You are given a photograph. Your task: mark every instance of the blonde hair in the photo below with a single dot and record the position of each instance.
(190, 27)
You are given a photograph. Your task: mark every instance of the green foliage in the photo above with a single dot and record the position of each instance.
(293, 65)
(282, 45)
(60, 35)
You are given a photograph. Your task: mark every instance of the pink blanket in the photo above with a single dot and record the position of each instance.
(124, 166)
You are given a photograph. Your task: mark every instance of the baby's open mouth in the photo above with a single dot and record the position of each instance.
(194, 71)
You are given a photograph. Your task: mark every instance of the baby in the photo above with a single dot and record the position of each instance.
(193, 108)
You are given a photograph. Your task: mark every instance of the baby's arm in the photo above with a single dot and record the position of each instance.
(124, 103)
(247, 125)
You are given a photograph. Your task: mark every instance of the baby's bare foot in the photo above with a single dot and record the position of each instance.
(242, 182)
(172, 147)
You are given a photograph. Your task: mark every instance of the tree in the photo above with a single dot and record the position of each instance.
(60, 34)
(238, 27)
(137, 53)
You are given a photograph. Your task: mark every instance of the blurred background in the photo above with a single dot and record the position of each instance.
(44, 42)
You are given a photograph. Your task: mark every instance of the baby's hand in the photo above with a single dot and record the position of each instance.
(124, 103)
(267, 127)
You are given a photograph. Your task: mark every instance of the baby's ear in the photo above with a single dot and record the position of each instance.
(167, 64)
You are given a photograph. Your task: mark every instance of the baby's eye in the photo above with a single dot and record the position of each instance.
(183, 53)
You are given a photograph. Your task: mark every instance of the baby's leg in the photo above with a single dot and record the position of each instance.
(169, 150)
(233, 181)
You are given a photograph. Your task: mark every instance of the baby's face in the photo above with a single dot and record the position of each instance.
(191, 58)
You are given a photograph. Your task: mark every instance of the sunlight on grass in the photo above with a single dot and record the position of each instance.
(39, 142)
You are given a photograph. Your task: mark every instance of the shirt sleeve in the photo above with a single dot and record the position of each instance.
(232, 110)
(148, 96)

### What to do
Nothing may be omitted or altered; reproduce all of the entries.

### The answer
You are given a photograph. Your task: mark every instance of the blonde hair in the photo below with a single dot and record the position of each instance.
(190, 27)
You are given a photograph. Your task: mark every instance of the green foliage in the photo above with a single dot and record the position of each instance.
(293, 65)
(282, 45)
(60, 35)
You are given a photograph. Your task: mark every instance of the pink blanket in the photo above with a single dot and record the position of each instance.
(124, 166)
You are given a photograph. Your task: mark every instance of the baby's open mouth in the photo above with a single dot and record the position of each instance.
(194, 71)
You are given a photograph. Your task: mark every instance of the baby in the photo above with a single dot and record the position of each instance.
(193, 108)
You are given a photograph. Your task: mark every instance of the baby's arm in the photo above with a single dot and record the position of each instance.
(124, 103)
(247, 125)
You are given a photograph. Your task: mark every instance of the baby's bare foot in the photo above with a single dot and record the position of each instance.
(242, 182)
(172, 147)
You are given a photograph. Your task: mark every instance of the tree in the photo above with a single dot and record the position of each instance.
(60, 34)
(238, 27)
(137, 53)
You are given a photograph. Your task: mark every instance of the blurred background in the photo above with a single dot and record the position of each instance.
(44, 42)
You are given a photograph. Your task: mark every instance of the baby's hand in the photo above with a single dot and record the position of each instance.
(124, 103)
(267, 127)
You are given a photograph. Your task: mark every instance of the baby's ear in the photo above with a single dot and record the position of each instance.
(167, 64)
You are given a photograph. Your task: mark every instance of the baby's eye in the photo above with a single dot and record the position of each instance.
(183, 53)
You are given a photograph. Your task: mark every instance of the baby's leg in the photo above with a single dot and record the position of each instance.
(169, 150)
(233, 181)
You are given a photograph. Your task: mark every instance of the baby's face in the photo above with a single dot and record the position of each instance.
(191, 58)
You are given a photograph. Your task: mark every instance of the sunlight on grass in the photo above with a single dot and record the position of each instance.
(39, 142)
You are given a photograph. Your task: mark every instance of the shirt sleeve in the photo above with a single dot and record the position of each instance.
(232, 110)
(148, 96)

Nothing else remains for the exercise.